## BRIEF
Leaving out the pictures, output the lines from the one that contains "instance like [490,15]." through the end of the material, exactly as they stand.

Extracted data entries
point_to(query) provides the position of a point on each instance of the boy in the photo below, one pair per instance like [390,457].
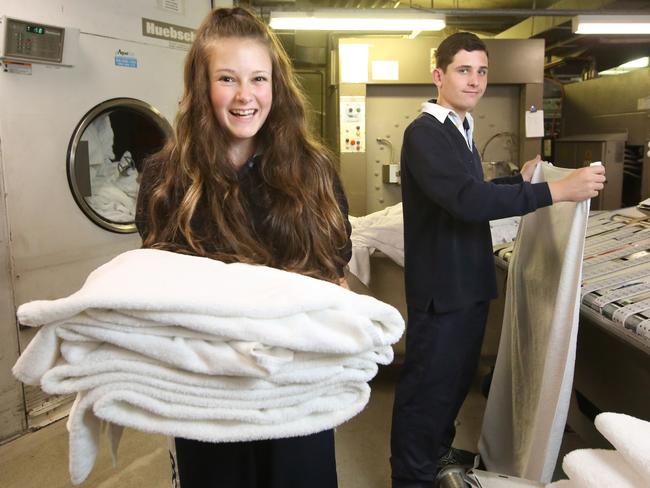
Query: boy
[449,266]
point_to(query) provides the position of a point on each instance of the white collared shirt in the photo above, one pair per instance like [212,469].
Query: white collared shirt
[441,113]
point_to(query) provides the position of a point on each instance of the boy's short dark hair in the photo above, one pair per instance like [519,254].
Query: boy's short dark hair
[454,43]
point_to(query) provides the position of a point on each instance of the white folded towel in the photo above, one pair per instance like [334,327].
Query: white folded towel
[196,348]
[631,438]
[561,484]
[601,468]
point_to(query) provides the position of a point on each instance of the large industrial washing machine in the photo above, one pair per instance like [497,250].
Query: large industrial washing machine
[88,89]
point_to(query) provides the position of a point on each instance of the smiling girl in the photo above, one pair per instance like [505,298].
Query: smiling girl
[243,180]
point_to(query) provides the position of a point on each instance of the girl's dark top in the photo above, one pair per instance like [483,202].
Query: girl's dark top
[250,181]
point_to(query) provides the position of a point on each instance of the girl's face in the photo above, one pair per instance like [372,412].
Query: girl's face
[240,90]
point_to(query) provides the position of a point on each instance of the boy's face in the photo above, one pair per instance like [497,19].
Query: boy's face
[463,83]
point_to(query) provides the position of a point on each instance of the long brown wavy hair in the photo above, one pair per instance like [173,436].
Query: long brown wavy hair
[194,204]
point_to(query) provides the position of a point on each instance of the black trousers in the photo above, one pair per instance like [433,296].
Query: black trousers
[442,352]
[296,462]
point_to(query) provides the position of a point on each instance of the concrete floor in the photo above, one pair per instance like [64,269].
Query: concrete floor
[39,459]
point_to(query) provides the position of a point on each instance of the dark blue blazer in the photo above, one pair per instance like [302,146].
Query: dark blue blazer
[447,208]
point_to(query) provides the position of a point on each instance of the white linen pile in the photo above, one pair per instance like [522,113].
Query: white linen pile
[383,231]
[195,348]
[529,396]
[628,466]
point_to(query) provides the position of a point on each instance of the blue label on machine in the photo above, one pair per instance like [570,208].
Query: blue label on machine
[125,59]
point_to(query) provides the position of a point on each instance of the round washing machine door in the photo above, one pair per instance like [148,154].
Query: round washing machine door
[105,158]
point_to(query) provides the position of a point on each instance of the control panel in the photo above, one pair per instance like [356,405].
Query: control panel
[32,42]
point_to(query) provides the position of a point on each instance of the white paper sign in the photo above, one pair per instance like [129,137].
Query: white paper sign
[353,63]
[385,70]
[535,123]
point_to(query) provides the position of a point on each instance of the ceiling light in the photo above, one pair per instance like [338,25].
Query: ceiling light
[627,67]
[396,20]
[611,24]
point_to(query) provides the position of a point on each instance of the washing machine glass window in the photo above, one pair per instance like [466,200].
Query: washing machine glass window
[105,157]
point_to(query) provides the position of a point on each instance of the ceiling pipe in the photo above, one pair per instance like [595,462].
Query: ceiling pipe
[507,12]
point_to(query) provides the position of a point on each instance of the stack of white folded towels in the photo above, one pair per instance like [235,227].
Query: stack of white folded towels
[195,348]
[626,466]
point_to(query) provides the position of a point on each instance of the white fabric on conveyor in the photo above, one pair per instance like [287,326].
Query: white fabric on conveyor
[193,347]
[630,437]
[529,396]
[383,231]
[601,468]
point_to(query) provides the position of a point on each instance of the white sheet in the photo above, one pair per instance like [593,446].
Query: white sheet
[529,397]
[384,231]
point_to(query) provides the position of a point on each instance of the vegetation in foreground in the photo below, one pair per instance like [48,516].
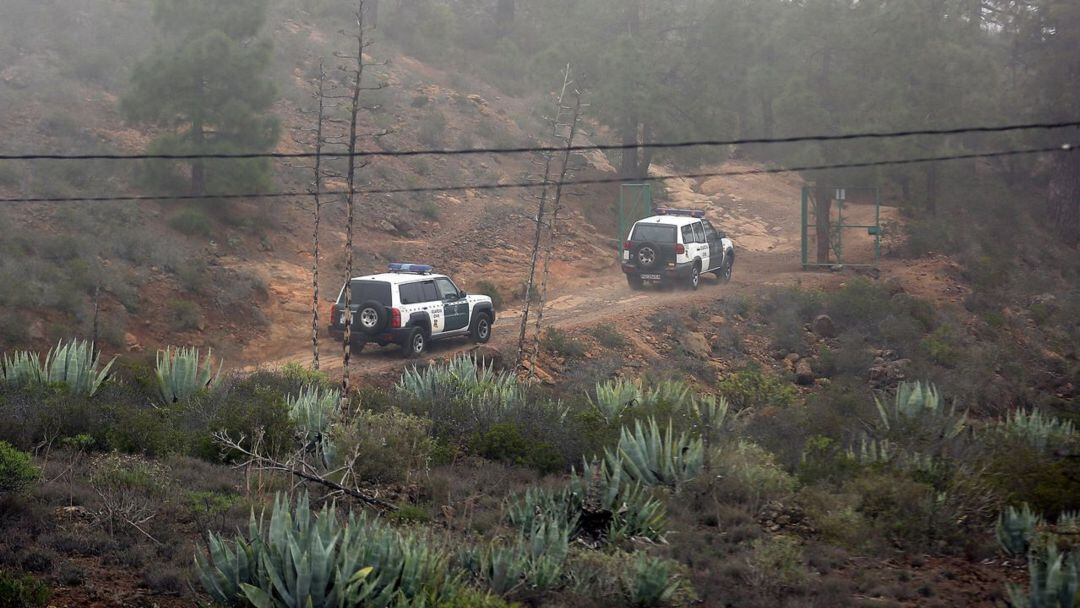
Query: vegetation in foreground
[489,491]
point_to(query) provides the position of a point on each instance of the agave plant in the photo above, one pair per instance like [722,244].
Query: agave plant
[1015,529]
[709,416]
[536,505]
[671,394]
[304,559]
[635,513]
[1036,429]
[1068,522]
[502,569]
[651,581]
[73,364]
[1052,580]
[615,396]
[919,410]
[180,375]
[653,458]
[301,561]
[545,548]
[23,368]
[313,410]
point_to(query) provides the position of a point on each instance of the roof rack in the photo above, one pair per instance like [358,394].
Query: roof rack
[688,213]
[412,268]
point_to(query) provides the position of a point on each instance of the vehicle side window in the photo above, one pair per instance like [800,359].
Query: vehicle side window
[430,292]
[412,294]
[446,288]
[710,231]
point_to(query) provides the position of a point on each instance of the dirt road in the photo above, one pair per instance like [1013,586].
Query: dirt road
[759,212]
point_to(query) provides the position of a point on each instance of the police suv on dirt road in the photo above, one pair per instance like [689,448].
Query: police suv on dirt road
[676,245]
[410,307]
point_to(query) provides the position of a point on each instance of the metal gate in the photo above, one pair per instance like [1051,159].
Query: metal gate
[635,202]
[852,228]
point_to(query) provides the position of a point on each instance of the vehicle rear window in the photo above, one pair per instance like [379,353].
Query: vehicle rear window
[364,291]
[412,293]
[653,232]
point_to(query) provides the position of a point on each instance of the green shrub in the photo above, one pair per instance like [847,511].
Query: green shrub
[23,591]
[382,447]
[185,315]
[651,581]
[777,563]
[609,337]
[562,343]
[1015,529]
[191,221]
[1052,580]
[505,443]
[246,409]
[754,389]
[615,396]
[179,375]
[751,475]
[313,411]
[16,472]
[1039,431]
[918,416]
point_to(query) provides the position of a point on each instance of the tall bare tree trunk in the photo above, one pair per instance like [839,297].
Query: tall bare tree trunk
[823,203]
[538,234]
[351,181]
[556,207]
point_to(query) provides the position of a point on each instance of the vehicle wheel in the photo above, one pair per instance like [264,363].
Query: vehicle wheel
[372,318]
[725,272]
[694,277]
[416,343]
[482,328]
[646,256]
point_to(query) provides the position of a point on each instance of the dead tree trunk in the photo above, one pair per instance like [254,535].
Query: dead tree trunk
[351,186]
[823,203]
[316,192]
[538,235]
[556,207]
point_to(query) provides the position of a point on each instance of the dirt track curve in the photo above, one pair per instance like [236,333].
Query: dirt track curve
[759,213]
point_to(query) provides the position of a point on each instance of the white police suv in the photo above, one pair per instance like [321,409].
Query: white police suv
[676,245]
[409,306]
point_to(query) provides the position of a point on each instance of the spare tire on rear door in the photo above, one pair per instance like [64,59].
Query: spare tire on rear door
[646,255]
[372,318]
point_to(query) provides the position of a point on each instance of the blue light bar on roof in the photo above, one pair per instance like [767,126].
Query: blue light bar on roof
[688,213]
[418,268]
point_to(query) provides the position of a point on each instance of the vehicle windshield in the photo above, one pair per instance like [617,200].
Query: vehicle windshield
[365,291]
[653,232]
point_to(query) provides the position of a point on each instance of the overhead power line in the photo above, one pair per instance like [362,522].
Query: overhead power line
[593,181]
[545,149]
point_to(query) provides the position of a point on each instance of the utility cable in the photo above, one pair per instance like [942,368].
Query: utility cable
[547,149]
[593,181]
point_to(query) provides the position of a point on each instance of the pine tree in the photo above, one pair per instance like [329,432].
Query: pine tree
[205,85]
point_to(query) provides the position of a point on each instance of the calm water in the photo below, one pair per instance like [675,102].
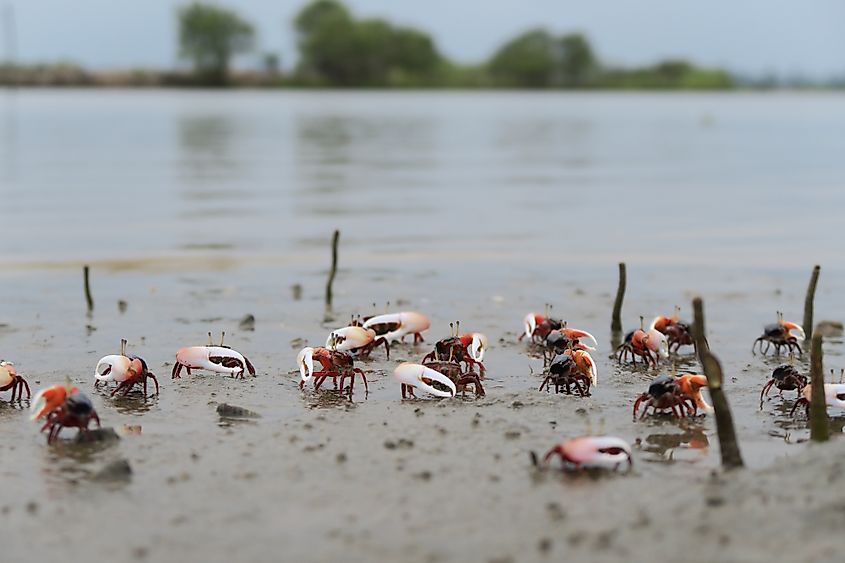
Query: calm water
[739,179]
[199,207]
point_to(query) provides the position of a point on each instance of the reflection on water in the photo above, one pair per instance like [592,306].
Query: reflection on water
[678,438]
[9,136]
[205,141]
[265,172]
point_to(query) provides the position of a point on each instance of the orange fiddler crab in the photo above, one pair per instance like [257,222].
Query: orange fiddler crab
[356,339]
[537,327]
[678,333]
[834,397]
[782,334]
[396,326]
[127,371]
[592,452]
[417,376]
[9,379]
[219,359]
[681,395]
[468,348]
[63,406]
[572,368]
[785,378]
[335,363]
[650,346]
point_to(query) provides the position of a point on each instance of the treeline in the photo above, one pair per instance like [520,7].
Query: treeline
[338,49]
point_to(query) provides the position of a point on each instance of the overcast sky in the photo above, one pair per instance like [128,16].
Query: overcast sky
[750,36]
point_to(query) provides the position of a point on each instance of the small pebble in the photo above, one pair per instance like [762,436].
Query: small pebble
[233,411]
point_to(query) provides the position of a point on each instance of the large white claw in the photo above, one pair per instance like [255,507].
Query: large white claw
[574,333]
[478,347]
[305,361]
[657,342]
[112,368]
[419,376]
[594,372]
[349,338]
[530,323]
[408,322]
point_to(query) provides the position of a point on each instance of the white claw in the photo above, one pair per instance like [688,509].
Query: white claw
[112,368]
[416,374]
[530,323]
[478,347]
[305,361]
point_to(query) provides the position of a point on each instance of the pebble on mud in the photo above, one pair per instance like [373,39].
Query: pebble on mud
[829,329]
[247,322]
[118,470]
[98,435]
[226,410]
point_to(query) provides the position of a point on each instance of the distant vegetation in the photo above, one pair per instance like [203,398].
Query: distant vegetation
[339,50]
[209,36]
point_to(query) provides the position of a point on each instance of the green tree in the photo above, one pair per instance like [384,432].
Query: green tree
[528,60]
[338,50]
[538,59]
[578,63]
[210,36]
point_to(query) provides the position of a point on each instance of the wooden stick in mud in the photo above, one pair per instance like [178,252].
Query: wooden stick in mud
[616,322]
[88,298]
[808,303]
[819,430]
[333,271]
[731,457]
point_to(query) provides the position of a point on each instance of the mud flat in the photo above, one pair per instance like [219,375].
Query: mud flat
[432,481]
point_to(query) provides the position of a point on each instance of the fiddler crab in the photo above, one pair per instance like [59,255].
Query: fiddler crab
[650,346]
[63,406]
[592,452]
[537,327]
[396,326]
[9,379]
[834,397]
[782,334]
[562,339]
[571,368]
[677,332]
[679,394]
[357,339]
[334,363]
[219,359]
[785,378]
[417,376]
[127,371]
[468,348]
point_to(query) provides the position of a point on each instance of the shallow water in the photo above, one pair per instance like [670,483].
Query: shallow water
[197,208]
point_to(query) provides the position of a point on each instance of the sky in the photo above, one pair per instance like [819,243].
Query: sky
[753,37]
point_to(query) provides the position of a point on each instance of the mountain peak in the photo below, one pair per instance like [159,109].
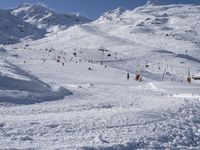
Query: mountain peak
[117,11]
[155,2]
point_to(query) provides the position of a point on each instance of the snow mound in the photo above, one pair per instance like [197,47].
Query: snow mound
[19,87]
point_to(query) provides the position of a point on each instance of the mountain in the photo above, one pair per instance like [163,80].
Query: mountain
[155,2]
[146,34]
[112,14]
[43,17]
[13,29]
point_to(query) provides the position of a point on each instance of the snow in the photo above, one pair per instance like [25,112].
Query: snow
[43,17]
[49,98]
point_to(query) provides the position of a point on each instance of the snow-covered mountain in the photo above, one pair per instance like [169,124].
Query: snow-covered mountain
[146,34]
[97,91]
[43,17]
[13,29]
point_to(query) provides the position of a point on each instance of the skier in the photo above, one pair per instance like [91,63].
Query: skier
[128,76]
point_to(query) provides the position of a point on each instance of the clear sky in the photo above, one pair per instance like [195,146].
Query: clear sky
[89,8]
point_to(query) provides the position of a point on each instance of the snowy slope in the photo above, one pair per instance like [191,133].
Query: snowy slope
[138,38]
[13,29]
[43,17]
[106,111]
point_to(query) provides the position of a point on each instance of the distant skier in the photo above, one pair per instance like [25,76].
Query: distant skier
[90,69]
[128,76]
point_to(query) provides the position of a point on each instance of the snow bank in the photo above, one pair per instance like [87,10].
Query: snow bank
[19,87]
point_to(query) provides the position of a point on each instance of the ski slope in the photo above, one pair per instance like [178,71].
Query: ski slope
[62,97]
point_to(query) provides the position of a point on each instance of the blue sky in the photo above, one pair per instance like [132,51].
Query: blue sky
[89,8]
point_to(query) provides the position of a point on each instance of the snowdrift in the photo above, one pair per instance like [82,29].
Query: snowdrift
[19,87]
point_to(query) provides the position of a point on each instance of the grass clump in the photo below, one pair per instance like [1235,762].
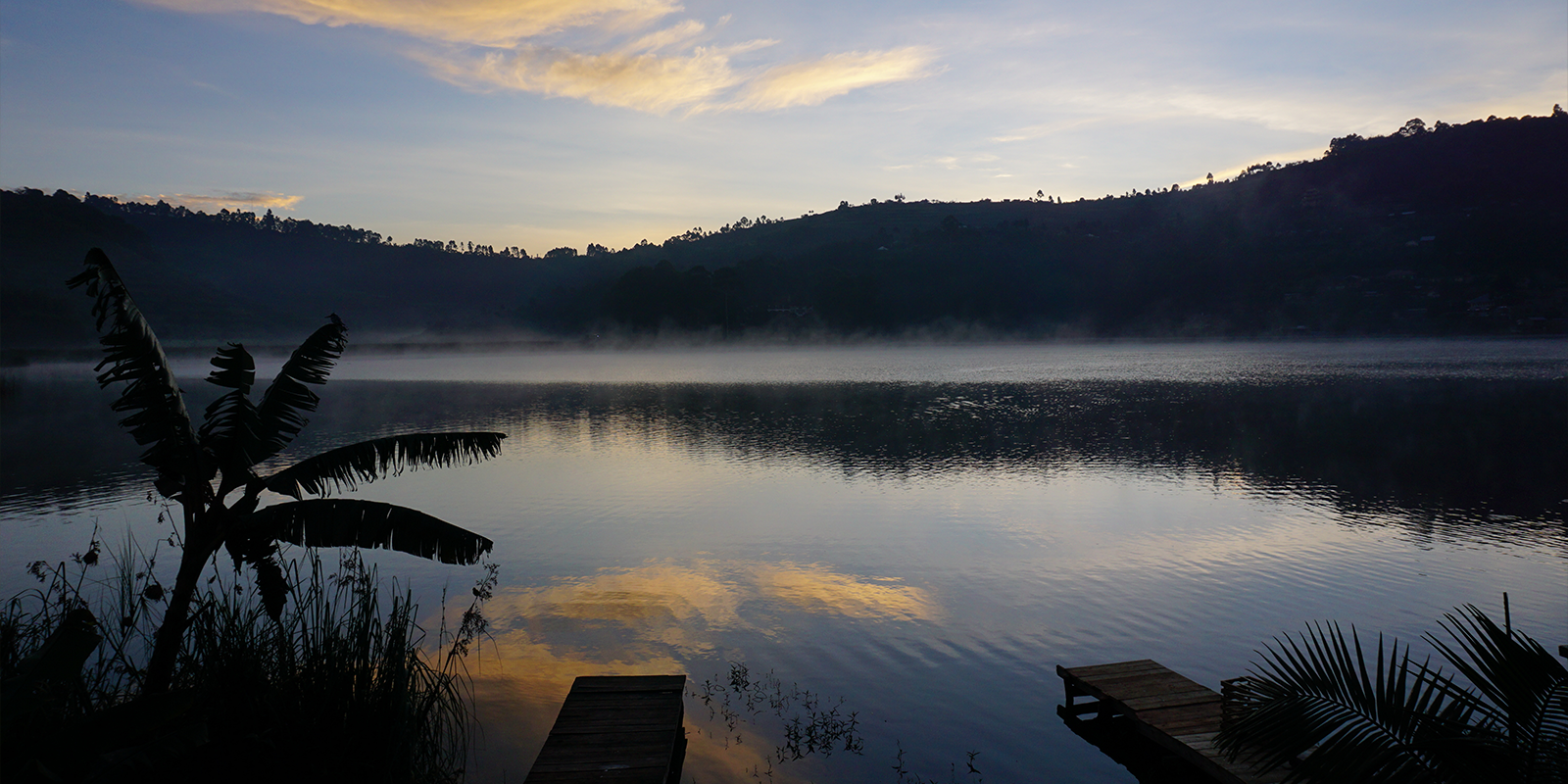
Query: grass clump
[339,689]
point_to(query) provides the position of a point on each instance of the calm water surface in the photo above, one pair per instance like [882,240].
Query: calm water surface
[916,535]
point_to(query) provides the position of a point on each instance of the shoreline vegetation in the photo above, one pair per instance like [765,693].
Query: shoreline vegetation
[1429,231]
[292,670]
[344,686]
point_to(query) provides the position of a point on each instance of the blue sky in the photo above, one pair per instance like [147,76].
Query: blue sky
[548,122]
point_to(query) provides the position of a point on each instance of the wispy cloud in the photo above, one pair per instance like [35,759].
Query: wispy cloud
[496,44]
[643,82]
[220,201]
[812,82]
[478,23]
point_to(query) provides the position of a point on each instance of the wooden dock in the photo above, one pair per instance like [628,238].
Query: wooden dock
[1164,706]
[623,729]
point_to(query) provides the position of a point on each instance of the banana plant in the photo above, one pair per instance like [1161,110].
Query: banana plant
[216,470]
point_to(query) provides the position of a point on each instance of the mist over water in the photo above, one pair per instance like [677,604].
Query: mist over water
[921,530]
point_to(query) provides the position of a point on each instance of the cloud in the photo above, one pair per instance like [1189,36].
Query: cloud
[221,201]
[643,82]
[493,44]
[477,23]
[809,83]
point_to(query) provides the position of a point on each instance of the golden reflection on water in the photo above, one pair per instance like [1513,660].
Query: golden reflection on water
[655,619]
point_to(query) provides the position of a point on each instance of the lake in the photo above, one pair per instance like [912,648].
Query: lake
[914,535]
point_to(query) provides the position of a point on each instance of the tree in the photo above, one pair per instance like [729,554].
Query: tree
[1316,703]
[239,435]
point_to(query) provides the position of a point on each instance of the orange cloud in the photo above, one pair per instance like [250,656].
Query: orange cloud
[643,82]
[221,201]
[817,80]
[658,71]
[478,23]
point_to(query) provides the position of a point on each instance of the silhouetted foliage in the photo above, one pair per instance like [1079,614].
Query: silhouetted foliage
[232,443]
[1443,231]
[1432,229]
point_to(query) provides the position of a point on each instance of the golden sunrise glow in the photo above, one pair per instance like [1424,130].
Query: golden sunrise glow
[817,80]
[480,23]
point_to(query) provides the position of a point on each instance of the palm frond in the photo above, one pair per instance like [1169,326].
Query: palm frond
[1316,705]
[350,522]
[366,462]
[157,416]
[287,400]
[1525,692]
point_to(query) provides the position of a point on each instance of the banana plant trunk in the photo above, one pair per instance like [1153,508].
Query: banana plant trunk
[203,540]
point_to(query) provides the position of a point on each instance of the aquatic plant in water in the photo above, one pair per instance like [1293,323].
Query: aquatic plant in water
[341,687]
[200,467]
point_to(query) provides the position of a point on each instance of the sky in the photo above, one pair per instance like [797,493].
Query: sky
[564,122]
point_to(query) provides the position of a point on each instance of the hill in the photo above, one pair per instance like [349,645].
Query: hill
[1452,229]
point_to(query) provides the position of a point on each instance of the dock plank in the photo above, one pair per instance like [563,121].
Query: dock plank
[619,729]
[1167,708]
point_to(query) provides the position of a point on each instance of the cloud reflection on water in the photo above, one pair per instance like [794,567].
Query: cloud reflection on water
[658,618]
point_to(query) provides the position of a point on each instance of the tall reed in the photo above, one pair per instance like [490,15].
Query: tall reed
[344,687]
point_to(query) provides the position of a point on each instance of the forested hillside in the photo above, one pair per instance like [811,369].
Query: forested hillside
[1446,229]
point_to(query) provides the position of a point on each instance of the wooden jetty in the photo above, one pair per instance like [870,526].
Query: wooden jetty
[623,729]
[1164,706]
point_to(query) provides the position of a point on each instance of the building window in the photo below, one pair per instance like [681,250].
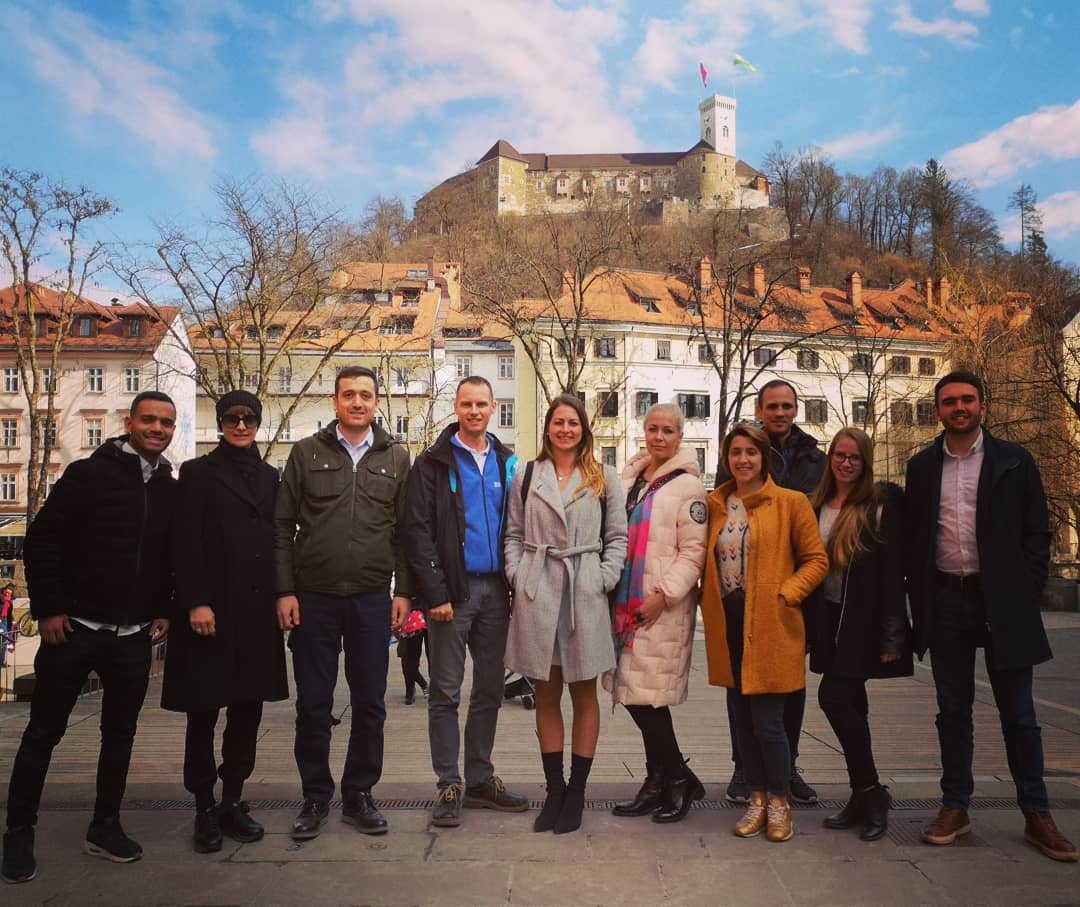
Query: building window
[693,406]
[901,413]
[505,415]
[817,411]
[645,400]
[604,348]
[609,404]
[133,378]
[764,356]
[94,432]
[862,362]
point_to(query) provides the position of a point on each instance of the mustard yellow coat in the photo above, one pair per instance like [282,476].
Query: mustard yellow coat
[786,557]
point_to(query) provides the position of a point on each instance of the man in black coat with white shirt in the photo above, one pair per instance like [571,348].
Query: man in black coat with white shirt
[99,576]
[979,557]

## OUTPUT OF THE TASK
point_to(query) provides the position of a point on each instance of the tall reed in the photo above, one pair per instance like [490,15].
Query: tall reed
[344,687]
point_to(query) provides the position of a point on each instance of the forested hillside in the photo above, one pair per instance like [811,369].
Query: forested hillside
[1446,229]
point_to(query) provides the position of a point on each instance of the wooden jetty in the photo above, one pair per instance like [870,526].
Query: wooden jetty
[623,729]
[1164,706]
point_to(query) provides the position of a point on each instance of the building window in the photo below, one pair per instance like [681,250].
Query: building window
[693,406]
[901,413]
[505,415]
[817,411]
[645,400]
[604,348]
[609,404]
[133,378]
[764,356]
[94,432]
[862,362]
point_to(query) provides the position of a point on each instance of the mustard yellow coat in the photo above, one pair per instance like [282,476].
Query: mustard yellow coat
[786,557]
point_to(query) provides the position of a point on each instance of the man in black coat with white shirt in the photo above, one pair per instance like [571,348].
Query: man in black coat with white shirt
[99,576]
[979,557]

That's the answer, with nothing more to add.